** Extracted material follows **

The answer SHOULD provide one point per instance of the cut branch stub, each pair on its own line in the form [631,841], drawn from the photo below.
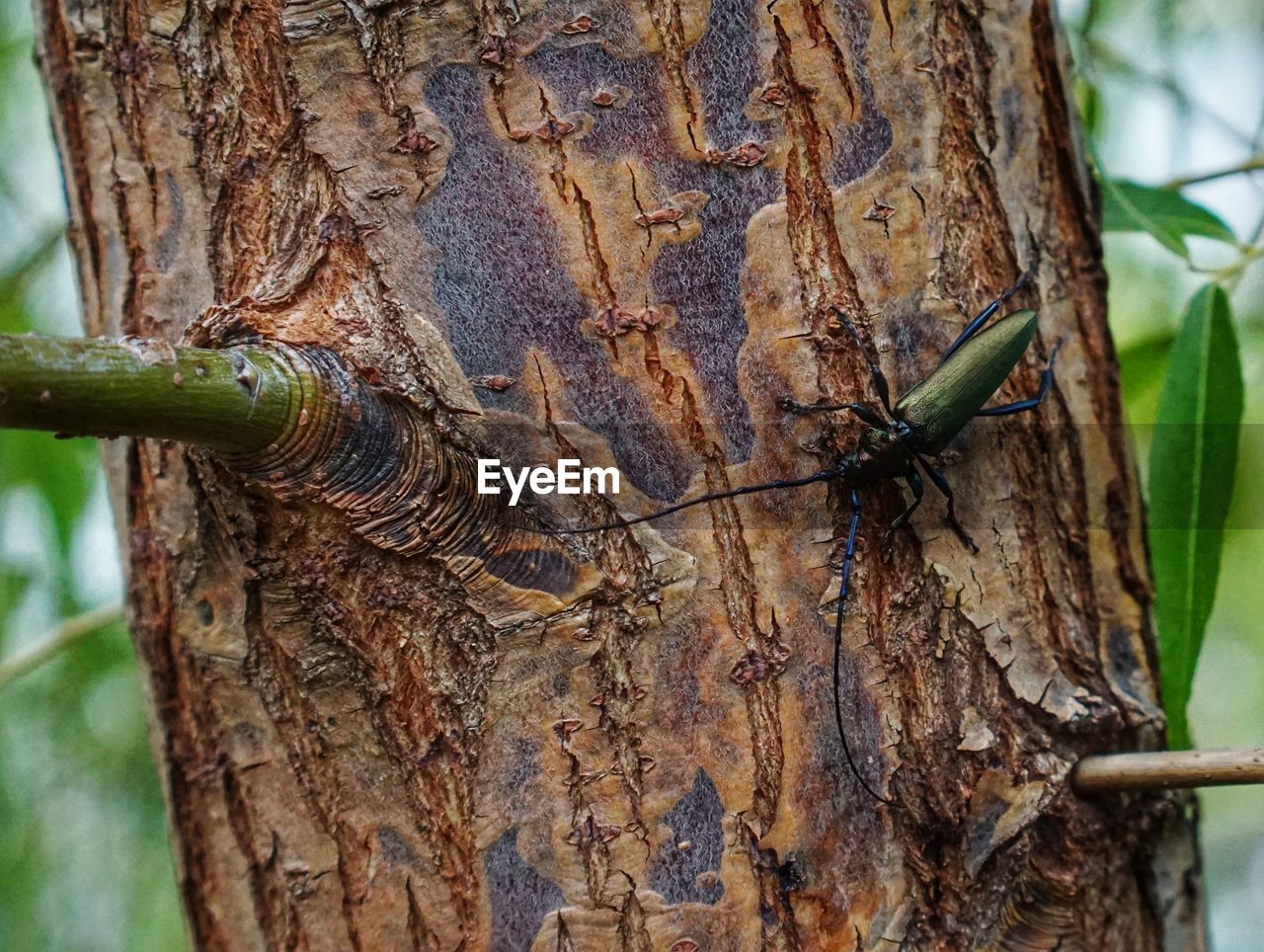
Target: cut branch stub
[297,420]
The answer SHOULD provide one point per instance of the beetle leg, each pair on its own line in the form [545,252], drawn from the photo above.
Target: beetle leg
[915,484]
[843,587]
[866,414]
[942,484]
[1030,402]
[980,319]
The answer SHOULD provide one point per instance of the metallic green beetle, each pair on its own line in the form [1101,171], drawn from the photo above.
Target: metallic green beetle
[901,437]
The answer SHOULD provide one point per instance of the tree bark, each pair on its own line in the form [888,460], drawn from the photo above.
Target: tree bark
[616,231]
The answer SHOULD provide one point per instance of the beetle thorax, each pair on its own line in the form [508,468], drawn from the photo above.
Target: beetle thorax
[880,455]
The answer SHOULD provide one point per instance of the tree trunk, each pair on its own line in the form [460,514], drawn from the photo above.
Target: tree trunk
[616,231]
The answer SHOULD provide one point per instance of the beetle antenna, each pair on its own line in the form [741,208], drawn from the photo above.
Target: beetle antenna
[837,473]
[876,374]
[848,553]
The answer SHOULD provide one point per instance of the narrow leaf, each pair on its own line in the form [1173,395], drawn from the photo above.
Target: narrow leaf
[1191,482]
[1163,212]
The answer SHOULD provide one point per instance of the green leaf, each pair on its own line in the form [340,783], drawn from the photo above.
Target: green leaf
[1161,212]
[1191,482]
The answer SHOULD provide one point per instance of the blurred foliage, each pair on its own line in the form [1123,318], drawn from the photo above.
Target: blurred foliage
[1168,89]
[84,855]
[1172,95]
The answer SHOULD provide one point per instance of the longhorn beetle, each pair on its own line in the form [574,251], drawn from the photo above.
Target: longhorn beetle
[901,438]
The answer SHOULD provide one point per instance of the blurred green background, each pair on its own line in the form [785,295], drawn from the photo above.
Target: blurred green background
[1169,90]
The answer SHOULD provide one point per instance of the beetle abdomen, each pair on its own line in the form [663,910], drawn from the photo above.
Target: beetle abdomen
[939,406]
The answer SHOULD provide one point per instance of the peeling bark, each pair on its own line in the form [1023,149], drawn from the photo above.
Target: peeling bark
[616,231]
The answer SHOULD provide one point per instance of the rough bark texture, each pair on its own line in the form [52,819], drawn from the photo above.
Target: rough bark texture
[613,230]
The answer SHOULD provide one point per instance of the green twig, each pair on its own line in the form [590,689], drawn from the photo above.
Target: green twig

** End of Extracted material **

Your answer should consist solely of the lines above from the line with "The answer SHOULD provide one point per instance of the narrow" to the line with "[1123,318], drawn from the photo above.", both included, reproduced exactly.

The answer SHOULD provide one point per instance of the narrow leaf, each pair on its own line in the form [1173,395], drawn from the photo above.
Target: narrow leaf
[1191,482]
[1163,212]
The answer SHOULD provide one point per instance of the green leaf, each pair on its own line in the form [340,783], drawn from the photo above.
Target: green leaf
[1161,212]
[1191,482]
The answer SHOULD provide one point per instance of the blurred foliage, each pair on its own line in the form [1123,318], drawn from the photo above.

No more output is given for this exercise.